## Job:
Select and copy every line below that contains the word "curtain".

## Dataset:
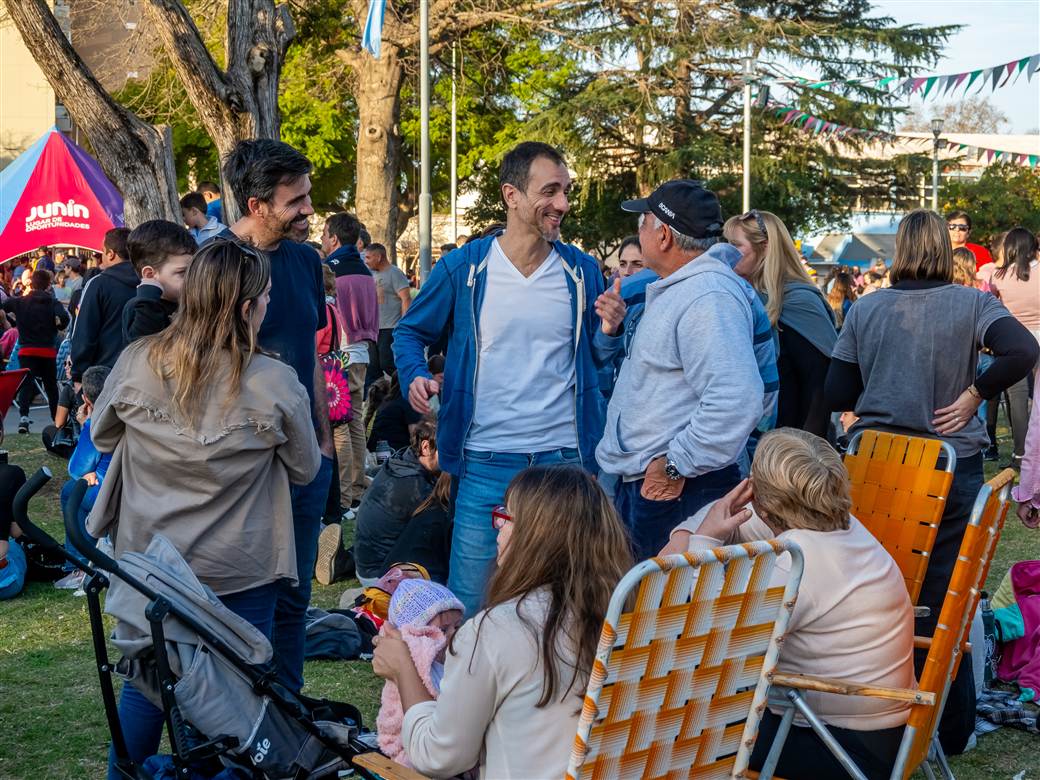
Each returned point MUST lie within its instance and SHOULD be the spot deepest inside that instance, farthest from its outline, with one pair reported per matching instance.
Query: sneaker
(330, 543)
(71, 581)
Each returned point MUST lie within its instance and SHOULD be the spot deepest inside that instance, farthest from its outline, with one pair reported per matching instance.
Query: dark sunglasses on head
(499, 517)
(758, 218)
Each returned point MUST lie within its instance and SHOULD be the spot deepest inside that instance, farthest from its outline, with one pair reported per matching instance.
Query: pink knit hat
(415, 602)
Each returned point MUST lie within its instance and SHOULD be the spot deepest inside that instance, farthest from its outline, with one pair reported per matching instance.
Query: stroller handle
(20, 510)
(84, 544)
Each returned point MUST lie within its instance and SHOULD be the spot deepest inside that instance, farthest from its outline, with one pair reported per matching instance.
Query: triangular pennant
(1033, 67)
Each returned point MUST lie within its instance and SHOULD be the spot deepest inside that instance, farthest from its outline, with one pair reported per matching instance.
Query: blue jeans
(650, 523)
(13, 575)
(84, 510)
(481, 487)
(290, 608)
(141, 721)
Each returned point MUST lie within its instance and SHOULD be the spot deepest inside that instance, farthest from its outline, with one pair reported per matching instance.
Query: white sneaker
(71, 581)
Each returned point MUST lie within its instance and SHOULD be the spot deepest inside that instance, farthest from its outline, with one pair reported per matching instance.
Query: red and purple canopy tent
(55, 193)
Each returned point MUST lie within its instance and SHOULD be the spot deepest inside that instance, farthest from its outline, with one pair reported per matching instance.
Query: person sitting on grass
(160, 252)
(853, 619)
(85, 463)
(516, 672)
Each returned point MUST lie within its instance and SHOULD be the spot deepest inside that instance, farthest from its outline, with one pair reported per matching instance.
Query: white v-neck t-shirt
(525, 372)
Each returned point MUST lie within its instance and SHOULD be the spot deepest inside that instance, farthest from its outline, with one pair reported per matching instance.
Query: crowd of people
(522, 429)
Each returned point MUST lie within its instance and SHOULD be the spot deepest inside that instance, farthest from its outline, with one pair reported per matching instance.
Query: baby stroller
(207, 669)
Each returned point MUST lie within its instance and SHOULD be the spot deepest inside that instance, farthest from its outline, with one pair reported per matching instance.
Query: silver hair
(684, 242)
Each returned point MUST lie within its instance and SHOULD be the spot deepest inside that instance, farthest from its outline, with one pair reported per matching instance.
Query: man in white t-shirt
(520, 383)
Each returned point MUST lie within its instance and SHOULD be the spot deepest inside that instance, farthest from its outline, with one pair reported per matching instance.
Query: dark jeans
(46, 370)
(958, 717)
(141, 721)
(805, 755)
(380, 357)
(650, 523)
(290, 609)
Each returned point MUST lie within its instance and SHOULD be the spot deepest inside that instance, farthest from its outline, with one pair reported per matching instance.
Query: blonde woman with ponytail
(801, 316)
(207, 432)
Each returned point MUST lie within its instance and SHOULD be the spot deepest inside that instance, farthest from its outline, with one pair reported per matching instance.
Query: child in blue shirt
(85, 463)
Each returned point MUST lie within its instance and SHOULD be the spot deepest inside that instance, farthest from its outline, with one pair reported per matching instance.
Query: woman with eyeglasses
(207, 433)
(517, 671)
(1016, 282)
(797, 310)
(905, 361)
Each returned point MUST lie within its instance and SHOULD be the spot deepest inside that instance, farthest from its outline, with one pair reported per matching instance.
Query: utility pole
(425, 198)
(936, 146)
(455, 153)
(749, 74)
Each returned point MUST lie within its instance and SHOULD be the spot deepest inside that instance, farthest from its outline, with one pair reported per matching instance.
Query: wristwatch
(672, 471)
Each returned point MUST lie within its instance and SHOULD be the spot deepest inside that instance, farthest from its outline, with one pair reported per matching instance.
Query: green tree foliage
(1006, 196)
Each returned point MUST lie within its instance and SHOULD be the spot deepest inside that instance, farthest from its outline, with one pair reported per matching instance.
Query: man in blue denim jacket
(520, 382)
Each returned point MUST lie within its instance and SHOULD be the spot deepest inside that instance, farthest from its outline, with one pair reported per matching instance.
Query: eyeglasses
(758, 218)
(499, 516)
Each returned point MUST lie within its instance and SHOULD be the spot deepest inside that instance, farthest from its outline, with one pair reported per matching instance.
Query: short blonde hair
(923, 249)
(800, 482)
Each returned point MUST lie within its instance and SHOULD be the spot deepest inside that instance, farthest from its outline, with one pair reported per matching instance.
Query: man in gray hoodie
(689, 392)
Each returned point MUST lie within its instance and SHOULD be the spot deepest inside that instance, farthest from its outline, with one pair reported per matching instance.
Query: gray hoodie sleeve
(715, 337)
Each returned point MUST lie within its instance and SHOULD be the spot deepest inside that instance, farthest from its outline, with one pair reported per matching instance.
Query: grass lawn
(52, 723)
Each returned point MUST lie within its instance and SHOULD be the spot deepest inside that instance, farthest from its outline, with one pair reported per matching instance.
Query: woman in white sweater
(514, 679)
(853, 619)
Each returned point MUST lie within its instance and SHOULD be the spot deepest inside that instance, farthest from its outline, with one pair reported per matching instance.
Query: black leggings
(804, 754)
(46, 370)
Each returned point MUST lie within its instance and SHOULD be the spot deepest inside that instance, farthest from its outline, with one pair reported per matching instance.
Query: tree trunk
(241, 102)
(134, 155)
(378, 96)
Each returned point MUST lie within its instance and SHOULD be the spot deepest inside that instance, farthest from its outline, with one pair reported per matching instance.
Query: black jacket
(39, 316)
(97, 340)
(386, 509)
(147, 313)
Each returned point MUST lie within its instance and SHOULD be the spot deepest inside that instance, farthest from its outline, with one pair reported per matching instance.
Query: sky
(993, 32)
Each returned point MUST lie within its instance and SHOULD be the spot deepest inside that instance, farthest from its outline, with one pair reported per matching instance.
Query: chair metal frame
(920, 744)
(674, 677)
(908, 470)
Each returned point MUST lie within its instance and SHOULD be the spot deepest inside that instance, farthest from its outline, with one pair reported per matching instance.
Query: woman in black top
(906, 361)
(39, 316)
(799, 313)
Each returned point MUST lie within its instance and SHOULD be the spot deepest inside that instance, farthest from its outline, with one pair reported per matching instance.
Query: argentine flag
(372, 37)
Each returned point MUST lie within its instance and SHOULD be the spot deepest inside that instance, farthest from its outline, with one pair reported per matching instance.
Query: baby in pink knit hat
(427, 615)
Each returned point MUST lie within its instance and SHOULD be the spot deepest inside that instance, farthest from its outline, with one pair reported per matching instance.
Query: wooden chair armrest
(830, 685)
(925, 643)
(386, 768)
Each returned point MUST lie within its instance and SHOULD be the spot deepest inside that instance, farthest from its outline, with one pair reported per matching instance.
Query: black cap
(684, 205)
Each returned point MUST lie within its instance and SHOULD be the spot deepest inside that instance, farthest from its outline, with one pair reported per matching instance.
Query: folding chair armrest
(925, 643)
(843, 687)
(386, 768)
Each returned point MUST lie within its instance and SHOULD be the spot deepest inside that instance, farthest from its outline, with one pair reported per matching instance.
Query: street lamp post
(749, 74)
(936, 146)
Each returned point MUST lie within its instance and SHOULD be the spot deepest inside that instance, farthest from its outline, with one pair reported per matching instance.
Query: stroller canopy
(55, 193)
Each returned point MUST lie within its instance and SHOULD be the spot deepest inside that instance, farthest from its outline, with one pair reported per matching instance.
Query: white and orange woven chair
(945, 648)
(680, 680)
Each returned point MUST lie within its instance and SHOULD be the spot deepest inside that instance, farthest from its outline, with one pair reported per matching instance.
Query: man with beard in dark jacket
(97, 339)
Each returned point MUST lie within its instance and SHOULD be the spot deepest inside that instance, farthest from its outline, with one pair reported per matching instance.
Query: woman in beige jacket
(206, 434)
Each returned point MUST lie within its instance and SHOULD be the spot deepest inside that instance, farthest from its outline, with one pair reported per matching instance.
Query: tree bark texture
(378, 98)
(137, 157)
(240, 102)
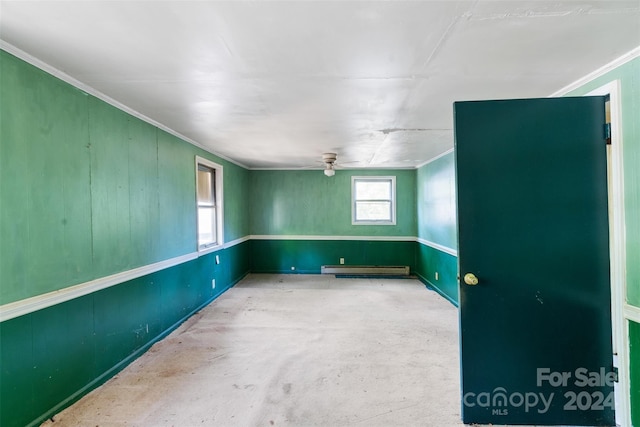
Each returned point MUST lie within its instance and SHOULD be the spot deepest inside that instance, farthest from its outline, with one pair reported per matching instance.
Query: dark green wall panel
(17, 372)
(634, 356)
(430, 261)
(307, 256)
(88, 190)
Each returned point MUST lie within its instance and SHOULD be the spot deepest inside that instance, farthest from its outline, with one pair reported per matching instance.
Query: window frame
(392, 200)
(218, 177)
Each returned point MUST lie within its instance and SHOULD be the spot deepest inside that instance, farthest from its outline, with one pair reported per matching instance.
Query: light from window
(373, 200)
(209, 199)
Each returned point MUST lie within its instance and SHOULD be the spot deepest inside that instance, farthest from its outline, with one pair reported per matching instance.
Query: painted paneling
(88, 191)
(44, 182)
(629, 76)
(436, 210)
(430, 261)
(436, 202)
(53, 356)
(309, 203)
(308, 256)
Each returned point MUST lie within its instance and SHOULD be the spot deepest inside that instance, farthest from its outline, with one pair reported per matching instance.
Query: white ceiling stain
(274, 84)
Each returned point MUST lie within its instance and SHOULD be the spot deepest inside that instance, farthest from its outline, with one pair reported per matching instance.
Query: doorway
(615, 184)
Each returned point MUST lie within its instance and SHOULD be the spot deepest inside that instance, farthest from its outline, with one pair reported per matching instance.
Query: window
(373, 200)
(209, 200)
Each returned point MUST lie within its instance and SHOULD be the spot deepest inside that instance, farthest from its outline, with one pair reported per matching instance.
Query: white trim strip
(437, 246)
(634, 53)
(39, 302)
(632, 313)
(94, 92)
(304, 237)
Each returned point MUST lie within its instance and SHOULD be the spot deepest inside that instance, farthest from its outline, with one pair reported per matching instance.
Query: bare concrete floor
(294, 350)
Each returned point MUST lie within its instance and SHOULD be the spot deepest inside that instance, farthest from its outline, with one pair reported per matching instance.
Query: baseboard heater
(396, 270)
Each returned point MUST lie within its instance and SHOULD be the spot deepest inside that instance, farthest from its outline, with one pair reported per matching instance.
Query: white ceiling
(275, 84)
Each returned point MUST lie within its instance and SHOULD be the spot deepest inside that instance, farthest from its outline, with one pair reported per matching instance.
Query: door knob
(470, 279)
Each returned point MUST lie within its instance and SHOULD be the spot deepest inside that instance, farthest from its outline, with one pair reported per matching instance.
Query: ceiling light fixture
(329, 160)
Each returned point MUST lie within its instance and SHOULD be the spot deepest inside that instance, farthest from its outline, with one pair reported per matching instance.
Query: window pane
(205, 186)
(206, 225)
(373, 190)
(373, 211)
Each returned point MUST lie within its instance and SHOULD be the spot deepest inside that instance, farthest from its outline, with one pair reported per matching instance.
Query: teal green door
(535, 331)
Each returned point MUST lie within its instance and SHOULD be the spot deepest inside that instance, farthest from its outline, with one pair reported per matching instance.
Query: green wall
(436, 210)
(307, 256)
(88, 191)
(436, 200)
(629, 77)
(309, 203)
(634, 355)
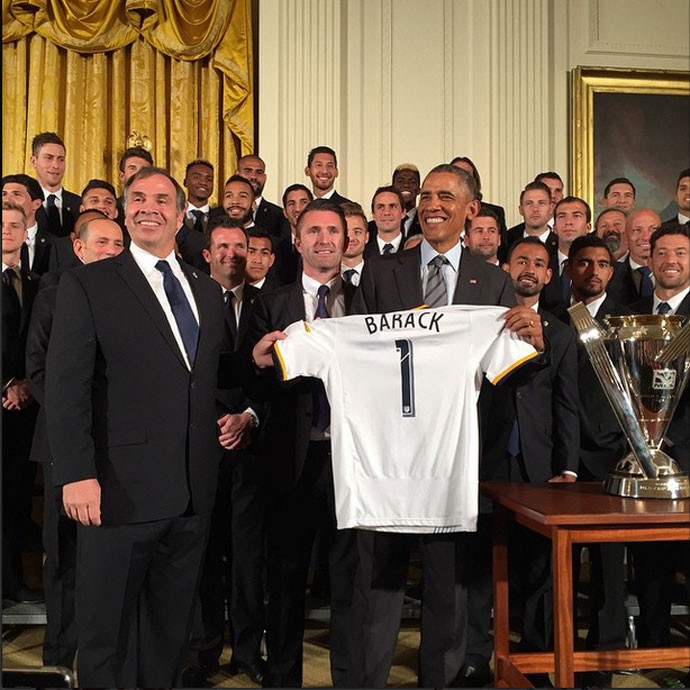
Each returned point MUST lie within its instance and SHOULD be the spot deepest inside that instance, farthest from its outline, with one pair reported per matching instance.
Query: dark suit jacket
(547, 412)
(392, 283)
(602, 442)
(190, 245)
(42, 251)
(678, 436)
(70, 210)
(624, 287)
(270, 218)
(121, 404)
(285, 434)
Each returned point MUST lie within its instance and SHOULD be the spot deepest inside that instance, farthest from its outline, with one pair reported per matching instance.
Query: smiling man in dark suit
(60, 207)
(448, 198)
(295, 449)
(131, 377)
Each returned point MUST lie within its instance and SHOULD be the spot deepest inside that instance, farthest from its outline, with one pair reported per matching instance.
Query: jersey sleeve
(308, 349)
(507, 353)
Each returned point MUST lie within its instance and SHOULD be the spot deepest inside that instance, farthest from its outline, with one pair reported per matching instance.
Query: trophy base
(628, 479)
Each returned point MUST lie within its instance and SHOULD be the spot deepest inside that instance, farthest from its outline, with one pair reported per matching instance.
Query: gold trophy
(643, 364)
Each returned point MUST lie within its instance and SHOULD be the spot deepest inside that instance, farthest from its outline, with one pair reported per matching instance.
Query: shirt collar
(673, 302)
(453, 255)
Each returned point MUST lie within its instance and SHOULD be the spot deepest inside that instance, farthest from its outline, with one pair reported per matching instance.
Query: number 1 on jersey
(404, 347)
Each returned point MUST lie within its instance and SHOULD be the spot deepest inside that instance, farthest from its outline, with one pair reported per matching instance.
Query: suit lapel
(131, 273)
(406, 274)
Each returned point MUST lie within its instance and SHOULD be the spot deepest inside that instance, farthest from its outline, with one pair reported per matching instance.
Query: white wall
(391, 81)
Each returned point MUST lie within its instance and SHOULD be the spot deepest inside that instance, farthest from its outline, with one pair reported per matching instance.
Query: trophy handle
(592, 338)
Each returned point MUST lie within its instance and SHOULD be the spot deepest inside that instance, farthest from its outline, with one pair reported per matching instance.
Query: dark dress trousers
(299, 478)
(123, 407)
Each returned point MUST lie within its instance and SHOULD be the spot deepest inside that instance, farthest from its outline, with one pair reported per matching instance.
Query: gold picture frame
(629, 123)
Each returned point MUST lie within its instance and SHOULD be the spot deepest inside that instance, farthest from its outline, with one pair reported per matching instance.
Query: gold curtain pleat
(178, 71)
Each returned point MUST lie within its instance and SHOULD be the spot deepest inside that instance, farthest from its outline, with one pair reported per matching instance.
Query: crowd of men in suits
(181, 478)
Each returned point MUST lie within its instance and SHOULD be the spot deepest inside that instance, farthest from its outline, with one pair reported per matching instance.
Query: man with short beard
(532, 435)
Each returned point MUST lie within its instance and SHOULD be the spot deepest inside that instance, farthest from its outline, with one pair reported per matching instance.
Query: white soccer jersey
(403, 390)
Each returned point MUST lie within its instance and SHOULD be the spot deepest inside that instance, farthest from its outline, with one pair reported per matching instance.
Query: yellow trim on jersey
(512, 367)
(281, 361)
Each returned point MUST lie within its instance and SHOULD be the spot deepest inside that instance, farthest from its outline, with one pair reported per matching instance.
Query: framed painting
(634, 124)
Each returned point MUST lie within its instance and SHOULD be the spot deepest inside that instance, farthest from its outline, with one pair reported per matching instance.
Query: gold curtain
(178, 71)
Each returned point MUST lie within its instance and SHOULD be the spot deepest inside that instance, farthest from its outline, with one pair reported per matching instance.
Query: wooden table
(567, 514)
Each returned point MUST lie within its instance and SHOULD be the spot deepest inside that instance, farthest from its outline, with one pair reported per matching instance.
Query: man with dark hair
(572, 219)
(267, 216)
(682, 199)
(198, 181)
(235, 552)
(19, 286)
(385, 230)
(437, 272)
(532, 434)
(483, 237)
(260, 258)
(24, 191)
(295, 452)
(131, 377)
(322, 170)
(406, 180)
(655, 564)
(468, 165)
(60, 206)
(610, 226)
(97, 237)
(633, 278)
(357, 238)
(619, 193)
(536, 207)
(602, 444)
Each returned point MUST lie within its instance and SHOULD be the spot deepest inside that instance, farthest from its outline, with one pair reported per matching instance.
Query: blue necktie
(184, 316)
(646, 285)
(321, 410)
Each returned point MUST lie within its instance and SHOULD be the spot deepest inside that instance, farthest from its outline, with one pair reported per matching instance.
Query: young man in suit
(198, 181)
(60, 206)
(448, 198)
(268, 216)
(234, 561)
(19, 409)
(322, 170)
(98, 238)
(131, 377)
(27, 193)
(633, 278)
(531, 434)
(295, 450)
(655, 564)
(682, 199)
(602, 445)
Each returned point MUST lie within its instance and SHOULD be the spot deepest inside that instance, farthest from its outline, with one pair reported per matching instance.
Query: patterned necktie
(646, 285)
(54, 220)
(321, 410)
(182, 311)
(348, 276)
(231, 314)
(566, 283)
(436, 294)
(198, 223)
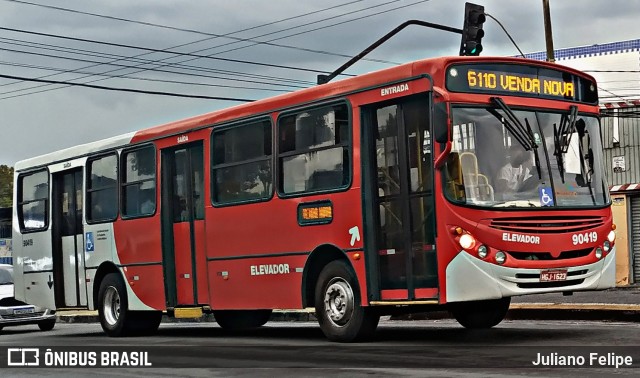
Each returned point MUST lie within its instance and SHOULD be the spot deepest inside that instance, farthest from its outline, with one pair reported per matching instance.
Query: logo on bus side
(395, 89)
(519, 238)
(258, 270)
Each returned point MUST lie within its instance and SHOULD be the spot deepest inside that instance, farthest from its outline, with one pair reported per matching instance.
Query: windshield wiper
(513, 124)
(524, 135)
(562, 137)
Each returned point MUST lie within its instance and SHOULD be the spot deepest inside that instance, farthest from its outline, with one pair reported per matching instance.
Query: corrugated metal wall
(629, 146)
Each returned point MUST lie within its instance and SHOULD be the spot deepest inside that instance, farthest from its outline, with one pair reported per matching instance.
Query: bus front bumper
(469, 279)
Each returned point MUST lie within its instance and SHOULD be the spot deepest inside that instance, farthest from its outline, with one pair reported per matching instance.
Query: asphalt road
(400, 348)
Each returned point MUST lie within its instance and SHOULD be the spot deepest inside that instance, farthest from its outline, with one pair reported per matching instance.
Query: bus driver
(512, 176)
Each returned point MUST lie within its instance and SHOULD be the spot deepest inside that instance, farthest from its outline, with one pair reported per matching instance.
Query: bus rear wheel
(242, 319)
(115, 319)
(339, 311)
(480, 314)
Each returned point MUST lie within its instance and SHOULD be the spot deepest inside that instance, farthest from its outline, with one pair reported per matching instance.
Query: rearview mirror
(440, 123)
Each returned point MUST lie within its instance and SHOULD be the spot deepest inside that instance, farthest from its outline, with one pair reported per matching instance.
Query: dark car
(14, 312)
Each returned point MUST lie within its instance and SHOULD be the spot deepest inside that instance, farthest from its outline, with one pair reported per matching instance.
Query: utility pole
(547, 30)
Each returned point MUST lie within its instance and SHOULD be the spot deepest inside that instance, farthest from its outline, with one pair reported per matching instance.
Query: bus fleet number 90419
(587, 237)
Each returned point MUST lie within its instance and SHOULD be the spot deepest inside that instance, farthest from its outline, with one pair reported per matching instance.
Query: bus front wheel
(480, 314)
(115, 319)
(338, 307)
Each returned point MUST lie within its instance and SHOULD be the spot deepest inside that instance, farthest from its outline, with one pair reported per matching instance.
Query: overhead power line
(177, 28)
(241, 39)
(190, 43)
(45, 68)
(162, 51)
(125, 66)
(124, 89)
(119, 58)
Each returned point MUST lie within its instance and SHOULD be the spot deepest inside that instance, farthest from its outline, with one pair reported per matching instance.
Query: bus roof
(433, 66)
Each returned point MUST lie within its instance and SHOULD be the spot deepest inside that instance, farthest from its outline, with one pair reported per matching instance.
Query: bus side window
(454, 178)
(138, 184)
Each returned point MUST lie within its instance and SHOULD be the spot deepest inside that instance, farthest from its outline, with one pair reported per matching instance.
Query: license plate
(20, 311)
(553, 275)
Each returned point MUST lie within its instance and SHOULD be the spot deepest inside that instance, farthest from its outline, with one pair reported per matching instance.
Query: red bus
(450, 183)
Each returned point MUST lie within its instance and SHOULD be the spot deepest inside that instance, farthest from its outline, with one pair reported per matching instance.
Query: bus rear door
(68, 239)
(399, 203)
(183, 225)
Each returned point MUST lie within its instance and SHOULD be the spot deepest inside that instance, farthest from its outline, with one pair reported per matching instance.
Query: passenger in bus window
(148, 205)
(512, 176)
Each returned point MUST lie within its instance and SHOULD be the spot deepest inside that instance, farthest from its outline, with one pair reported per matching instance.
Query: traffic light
(472, 32)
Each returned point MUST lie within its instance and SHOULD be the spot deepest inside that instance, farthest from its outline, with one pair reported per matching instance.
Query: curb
(552, 311)
(276, 316)
(517, 311)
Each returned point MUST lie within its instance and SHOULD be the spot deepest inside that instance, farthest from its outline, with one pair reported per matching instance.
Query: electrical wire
(506, 32)
(57, 48)
(177, 28)
(45, 68)
(124, 89)
(232, 33)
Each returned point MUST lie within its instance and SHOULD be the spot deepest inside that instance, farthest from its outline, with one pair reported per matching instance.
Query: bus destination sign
(518, 80)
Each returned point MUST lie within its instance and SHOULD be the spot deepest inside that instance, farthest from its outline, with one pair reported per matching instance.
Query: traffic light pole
(547, 31)
(322, 79)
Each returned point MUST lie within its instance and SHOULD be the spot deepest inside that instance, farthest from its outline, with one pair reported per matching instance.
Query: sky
(303, 38)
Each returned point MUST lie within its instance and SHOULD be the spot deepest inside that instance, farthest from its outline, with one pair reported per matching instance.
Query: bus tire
(480, 314)
(115, 319)
(340, 314)
(47, 325)
(241, 319)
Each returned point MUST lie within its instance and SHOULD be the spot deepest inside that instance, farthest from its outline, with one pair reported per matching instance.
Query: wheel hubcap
(338, 301)
(111, 305)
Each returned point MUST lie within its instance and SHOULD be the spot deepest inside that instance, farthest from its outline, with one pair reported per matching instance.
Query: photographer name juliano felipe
(592, 359)
(50, 358)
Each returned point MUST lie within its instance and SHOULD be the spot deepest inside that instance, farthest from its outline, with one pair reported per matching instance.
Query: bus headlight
(483, 251)
(467, 241)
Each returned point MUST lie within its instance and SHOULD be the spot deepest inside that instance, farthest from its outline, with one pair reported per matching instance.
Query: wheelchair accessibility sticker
(89, 242)
(546, 196)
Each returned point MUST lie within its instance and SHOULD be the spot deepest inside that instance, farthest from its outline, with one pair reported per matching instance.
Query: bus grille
(546, 225)
(564, 255)
(23, 316)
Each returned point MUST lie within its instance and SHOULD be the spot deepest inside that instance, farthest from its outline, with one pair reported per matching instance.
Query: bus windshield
(525, 158)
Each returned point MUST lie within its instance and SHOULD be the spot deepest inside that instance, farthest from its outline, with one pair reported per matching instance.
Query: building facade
(616, 67)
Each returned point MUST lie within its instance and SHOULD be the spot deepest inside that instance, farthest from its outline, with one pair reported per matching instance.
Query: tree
(6, 186)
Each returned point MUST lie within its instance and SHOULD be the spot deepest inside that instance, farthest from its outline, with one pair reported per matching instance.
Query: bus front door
(398, 182)
(68, 240)
(184, 257)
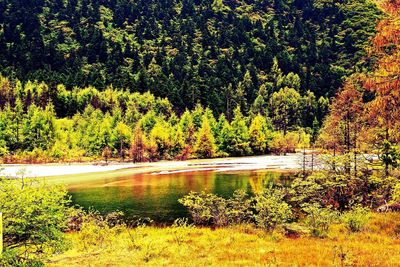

## Expected answer:
Query: gold curtain pleat
Query: gold curtain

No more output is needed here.